* **SOURCE DOCUMENT**:
• • • • •

Theorem: Projective Linear Convergence of Sinkhorn

Let $v^{(0)}>0$ , generate Sinkhorn iterates, and fix optimal scalings $(u^\star,v^\star)$ . For $\ell\geq1$ , set

\P^{(\ell)} = \operatorname{diag}(u^{(\ell)})K\operatorname{diag}(v^{(\ell)}),

(52)

and for $\ell\geq0$ define the row-normalized half-step

\P^{(\ell+1/2)} = \operatorname{diag}(u^{(\ell+1)})K\operatorname{diag}(v^{(\ell)}).

(53)

Writing $\lambda=\lambda(K)$ , one has

\mathsf H(v^{(\ell)},v^\star) \leq \lambda^{2\ell}\mathsf H(v^{(0)},v^\star), \qquad \mathsf H(u^{(\ell+1)},u^\star) \leq \lambda^{2\ell+1}\mathsf H(v^{(0)},v^\star).

(54)

The scaling rays converge linearly. After fixing a gauge, their representatives converge and $\P^{(\ell)}\to \P^\star$ entrywise. The posterior estimates are

\mathsf H(u^{(\ell)},u^\star) \leq \frac{\mathsf H(\P^{(\ell)}\mathbf1_m,a)}{1-\lambda^2}, \qquad \ell\geq1,

(55)

and

\mathsf H(v^{(\ell)},v^\star) \leq \frac{\mathsf H((\P^{(\ell+1/2)})^\top\mathbf1_n,b)}{1-\lambda^2}, \qquad \ell\geq0.

(56)

Finally,

\norm{\log \P^{(\ell)}-\log \P^\star}_\infty \leq \mathsf H(u^{(\ell)},u^\star) + \mathsf H(v^{(\ell)},v^\star).

(57)

Nonlinear Sinkhorn Images of the Simplex¶

The projective contraction can be visualized simultaneously for every possible left-scaling ray. Using the row and column maps from the proof, define the full-cycle map

F_u(u) = R(C(u)) = a\oslash\left[K\left(b\oslash(K^\top u)\right)\right].

• • • • •

* **STORED DATA**:
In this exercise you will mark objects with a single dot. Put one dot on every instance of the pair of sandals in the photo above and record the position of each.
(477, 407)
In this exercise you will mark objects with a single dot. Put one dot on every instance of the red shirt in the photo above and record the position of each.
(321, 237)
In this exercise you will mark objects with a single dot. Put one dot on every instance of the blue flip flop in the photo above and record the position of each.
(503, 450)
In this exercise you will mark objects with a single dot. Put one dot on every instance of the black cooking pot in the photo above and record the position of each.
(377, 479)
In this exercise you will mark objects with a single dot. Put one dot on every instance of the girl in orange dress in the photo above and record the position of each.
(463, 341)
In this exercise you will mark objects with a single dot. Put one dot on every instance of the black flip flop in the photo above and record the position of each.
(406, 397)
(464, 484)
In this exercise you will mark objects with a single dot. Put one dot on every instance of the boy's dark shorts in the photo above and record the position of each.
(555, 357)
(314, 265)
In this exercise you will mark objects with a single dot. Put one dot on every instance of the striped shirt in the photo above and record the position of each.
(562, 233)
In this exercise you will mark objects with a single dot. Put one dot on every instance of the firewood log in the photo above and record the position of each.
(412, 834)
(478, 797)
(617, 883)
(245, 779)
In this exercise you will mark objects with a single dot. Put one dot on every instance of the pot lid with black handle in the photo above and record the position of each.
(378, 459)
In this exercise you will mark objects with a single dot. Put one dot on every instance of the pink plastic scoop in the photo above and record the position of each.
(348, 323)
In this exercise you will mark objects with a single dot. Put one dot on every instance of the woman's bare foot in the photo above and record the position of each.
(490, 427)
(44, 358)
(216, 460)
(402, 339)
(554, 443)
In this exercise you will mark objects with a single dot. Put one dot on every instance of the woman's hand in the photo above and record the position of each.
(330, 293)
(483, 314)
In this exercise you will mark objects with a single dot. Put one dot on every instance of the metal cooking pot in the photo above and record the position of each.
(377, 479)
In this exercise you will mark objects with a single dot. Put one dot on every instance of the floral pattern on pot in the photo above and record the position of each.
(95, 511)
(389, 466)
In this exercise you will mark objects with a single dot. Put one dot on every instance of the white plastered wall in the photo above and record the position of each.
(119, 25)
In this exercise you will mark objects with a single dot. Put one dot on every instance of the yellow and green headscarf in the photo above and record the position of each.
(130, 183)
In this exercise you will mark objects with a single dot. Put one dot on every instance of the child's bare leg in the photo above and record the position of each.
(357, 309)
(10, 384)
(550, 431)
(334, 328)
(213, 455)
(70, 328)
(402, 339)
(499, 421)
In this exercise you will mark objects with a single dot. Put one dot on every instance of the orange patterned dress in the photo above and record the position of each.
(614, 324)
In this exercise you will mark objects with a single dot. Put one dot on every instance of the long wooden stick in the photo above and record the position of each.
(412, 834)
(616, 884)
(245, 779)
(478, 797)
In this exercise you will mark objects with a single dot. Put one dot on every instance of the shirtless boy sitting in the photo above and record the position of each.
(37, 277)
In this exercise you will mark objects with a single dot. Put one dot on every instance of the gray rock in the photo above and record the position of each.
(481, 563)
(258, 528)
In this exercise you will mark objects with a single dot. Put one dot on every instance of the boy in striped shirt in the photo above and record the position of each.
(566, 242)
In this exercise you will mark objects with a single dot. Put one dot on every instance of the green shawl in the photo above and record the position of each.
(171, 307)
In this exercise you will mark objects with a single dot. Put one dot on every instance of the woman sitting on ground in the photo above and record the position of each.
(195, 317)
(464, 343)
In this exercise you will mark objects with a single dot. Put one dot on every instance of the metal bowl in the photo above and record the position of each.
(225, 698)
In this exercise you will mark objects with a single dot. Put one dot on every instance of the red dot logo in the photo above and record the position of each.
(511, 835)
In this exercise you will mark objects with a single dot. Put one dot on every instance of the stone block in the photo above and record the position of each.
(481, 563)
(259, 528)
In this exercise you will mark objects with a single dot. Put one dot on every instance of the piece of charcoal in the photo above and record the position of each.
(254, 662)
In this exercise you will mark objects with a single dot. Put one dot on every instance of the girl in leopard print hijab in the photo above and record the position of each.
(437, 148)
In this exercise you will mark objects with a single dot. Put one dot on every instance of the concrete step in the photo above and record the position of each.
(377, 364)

• • • • •

* **STATED PROBLEM A**:
According to the Sinkhorn convergence text, what happens to $\P^{(\ell)}$ after a gauge is fixed?
* **STATED PROBLEM B**:
Carry on the Sinkhorn convergence text from the last sentence shown.

* **WRITTEN RESPONSE A**:
It converges entrywise to $\P^\star$.

* **WRITTEN RESPONSE B**:
(61)

It satisfies $F_u(su)=sF_u(u)$ for every $s>0$ . It therefore induces the projective self-map

\widehat F_u(p) = \frac{F_u(p)}{\langle F_u(p),\mathbf1_3\rangle}, \qquad p\in\simplex_3,

(62)

and the normalized complete-cycle iterates obey $\widehat u^{(\ell+1)}=\widehat F_u(\widehat u^{(\ell)})$ . The image sets are nested because

\widehat F_u^{\,\ell+1}(\simplex_3) = \widehat F_u^{\,\ell}\!\left(\widehat F_u(\simplex_3)\right) \subseteq \widehat F_u^{\,\ell}(\simplex_3).

(63)

After one cycle they lie in the positive cone, and the preceding theorem gives

\operatorname{diam}_{\mathsf H}\!\left( \widehat F_u^{\,\ell}(\simplex_3) \right) \leq \lambda(K)^{2(\ell-1)} \operatorname{diam}_{\mathsf H}\!\left( \widehat F_u(\simplex_3) \right), \qquad \ell\geq1.

(64)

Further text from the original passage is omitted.